==== SOURCE TEXT
In his defence, the accused admitted to throwing the all metal spear, exhibit 2. He, however, averred that he was acting in self defence. He stated that he is a member of the Movement for Democratic Change. On the day in question he was attacked by ten ZANU (PF) members led by the deceased and his two neighbourhood watch committee colleagues Neverson Chishato and Pascal Zvikonyauswa, Luckson Nyachuma, Edward Tomasi (accused’s elder brother) and his wife Evelyn Manzungu, Sibongile Hove, accused’s step mother Sineri Tomasi and Taurai Mudzongachisvo and Luckson Mudzongachisvo. He hid in his bedroom hut. They burnt his kitchen hut to smoke him out of his hiding place. He armed himself with a spear and ran out of the hut. In one vein he averred that when they saw him armed, they dispersed. In another vein he averred that he was felled to the ground by a knob-kerrie as he emerged from the hut, picked himself up and ran away to seek refuge at his father’s homestead. When he realized the folly of his averment that his father was also amongst the ZANU (PF) militia who attacked him he changed his story and averred that he did not run to his father’s homestead but simply ran along the main road that passed close to his father’s homestead in a bid to escape his attackers.
He stated that when he saw his attackers gaining on him, he threw the spear at them in order to scare them off. It was that spear that stabbed the deceased. He, however, did not intend to kill any of his pursuers.
He was cross examined. He was a poor witness. His counsel conceded as much. His evidence in chief contradicted his confirmed warned and cautioned statement on the number of people who attacked him. In the warned and cautioned statement he identified his attackers as the three members of the neighbourhood watch committee only. In his evidence in chief he identified them as ten members of ZANU (PF). His allegations against ZANU (PF) were false. We did not accept his story that he was a victim of political violence. We arrived at this conclusion from the fact that none of his huts was burnt down. We found it inconceivable that if his father, step mother and brother were part of the political militia that attacked him, their homestead would have been burnt to the ground; and that they would have been arrested as his accomplices. In fact, his step mother and brother remained in custody on these charges for 2 ½ years. In his evidence- in-chief the accused sought to foist an axe, the iron bar exhibit 3 and the spear with the wooden handle, exhibit 1 on his brother Edward.
========
==== DATASET ENTRIES
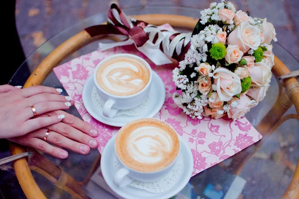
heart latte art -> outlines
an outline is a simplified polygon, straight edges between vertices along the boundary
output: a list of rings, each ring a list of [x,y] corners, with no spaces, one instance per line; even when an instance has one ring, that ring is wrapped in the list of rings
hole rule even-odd
[[[129,57],[118,57],[101,64],[97,82],[104,91],[116,96],[130,96],[144,88],[150,72],[141,61]]]
[[[128,167],[139,171],[161,170],[174,161],[179,150],[175,131],[155,119],[135,120],[121,129],[116,140],[117,154]]]

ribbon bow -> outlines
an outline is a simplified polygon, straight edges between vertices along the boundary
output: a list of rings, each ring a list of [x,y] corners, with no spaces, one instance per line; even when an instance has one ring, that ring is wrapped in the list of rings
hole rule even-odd
[[[120,37],[125,35],[126,38],[117,42],[100,43],[99,49],[102,51],[134,44],[138,50],[155,64],[159,65],[172,63],[169,57],[180,61],[190,47],[191,33],[161,30],[144,21],[130,20],[114,3],[109,11],[107,23],[90,27],[85,30],[92,37],[114,34]]]

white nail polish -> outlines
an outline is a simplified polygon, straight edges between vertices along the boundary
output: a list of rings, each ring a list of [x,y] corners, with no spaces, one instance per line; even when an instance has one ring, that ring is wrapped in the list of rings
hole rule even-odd
[[[58,119],[63,119],[65,116],[64,116],[64,115],[58,115]]]
[[[62,93],[62,89],[56,89],[56,91],[59,93]]]

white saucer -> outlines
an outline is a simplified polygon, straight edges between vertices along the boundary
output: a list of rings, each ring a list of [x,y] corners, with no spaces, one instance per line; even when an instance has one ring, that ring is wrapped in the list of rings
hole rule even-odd
[[[165,87],[163,81],[159,76],[152,71],[150,102],[145,112],[139,115],[122,114],[111,118],[106,117],[102,112],[98,111],[97,107],[93,102],[91,95],[94,87],[92,76],[87,79],[83,88],[82,99],[84,106],[87,111],[94,118],[104,124],[111,126],[122,127],[136,119],[152,117],[159,112],[165,101]]]
[[[127,199],[169,199],[180,192],[187,185],[193,171],[193,159],[192,153],[188,145],[180,136],[181,143],[180,155],[183,158],[183,172],[177,179],[176,183],[165,192],[153,193],[146,190],[135,188],[131,186],[120,188],[113,182],[116,171],[114,161],[115,158],[114,141],[117,135],[109,140],[104,149],[101,158],[101,169],[103,176],[108,186],[112,190],[121,197]]]

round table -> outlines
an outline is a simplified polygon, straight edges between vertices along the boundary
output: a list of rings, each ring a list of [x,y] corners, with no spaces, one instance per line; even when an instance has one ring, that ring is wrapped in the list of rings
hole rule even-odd
[[[178,14],[195,18],[200,15],[199,9],[174,6],[145,6],[124,9],[123,11],[129,15],[162,13]],[[20,66],[11,78],[10,84],[24,85],[34,69],[53,49],[84,28],[102,24],[106,21],[107,18],[107,13],[95,15],[47,41]],[[181,31],[192,30],[181,27],[174,28]],[[98,42],[94,41],[74,52],[61,63],[95,50],[98,47]],[[294,57],[279,43],[274,43],[273,46],[275,55],[290,71],[298,70],[299,63]],[[63,89],[53,72],[42,85]],[[267,115],[268,118],[275,117],[276,113],[272,111],[269,113],[269,112],[275,104],[278,97],[282,95],[283,88],[274,75],[265,99],[246,114],[247,119],[258,130],[260,129],[259,125],[264,121],[264,116]],[[67,95],[64,90],[62,95]],[[193,187],[192,198],[208,198],[204,194],[207,187],[213,188],[216,195],[222,196],[222,197],[230,190],[230,193],[235,195],[239,196],[240,194],[238,199],[281,198],[292,179],[299,157],[298,116],[294,105],[286,109],[287,110],[282,119],[275,124],[272,123],[271,129],[265,132],[260,131],[264,136],[261,141],[192,177],[188,185]],[[70,108],[68,112],[80,117],[74,107]],[[91,175],[100,164],[100,155],[97,149],[92,150],[87,155],[69,150],[68,152],[69,157],[65,160],[39,153],[35,154],[34,158],[30,158],[28,160],[35,182],[47,198],[67,199],[77,197],[78,194],[83,196],[83,198],[86,197],[88,187],[90,186]],[[15,175],[13,170],[9,171],[8,175]],[[56,186],[55,182],[60,176],[60,172],[67,174],[74,180],[68,185],[67,189],[65,187],[60,189],[59,185]],[[242,185],[242,183],[238,182],[246,182],[246,183]],[[24,191],[28,198],[34,196],[34,194],[28,194],[30,192],[30,187],[23,188],[23,190],[24,189],[26,189]],[[4,195],[3,196],[4,198],[11,198],[10,196]],[[24,194],[18,196],[25,198]],[[102,198],[99,197],[98,198]],[[186,198],[191,198],[186,197]],[[215,196],[215,198],[223,198]]]

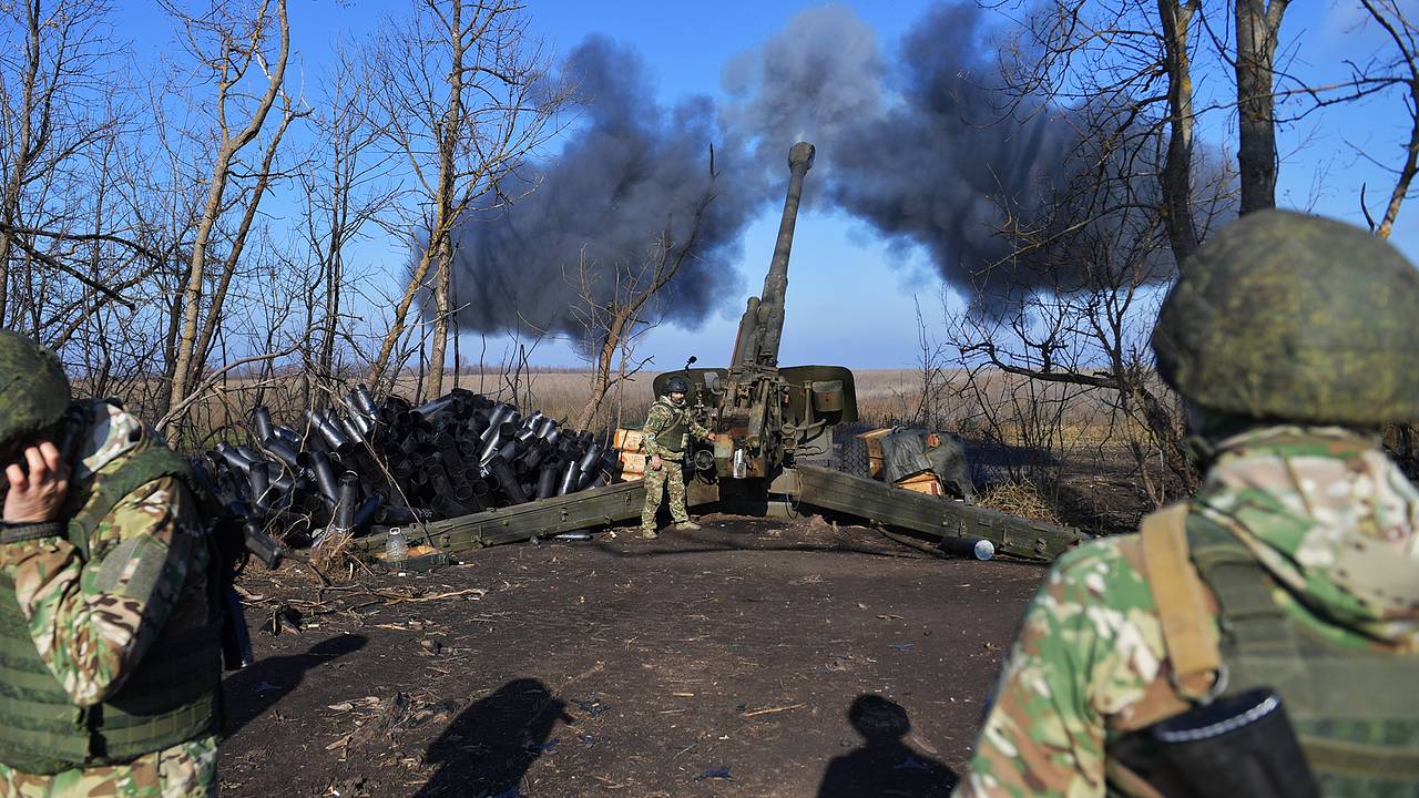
========
TASK STATEMENT:
Answer these questions from the court excerpt:
1. Which exhibit number was the all metal spear?
2. Why did the accused say he threw the spear at the people chasing him?
3. How long did his step mother and brother stay in custody on these charges?
The listing has nothing to do with the court excerpt.

RESULT FOR THIS EXERCISE:
1. Exhibit 2.
2. To scare them off.
3. 2 ½ years.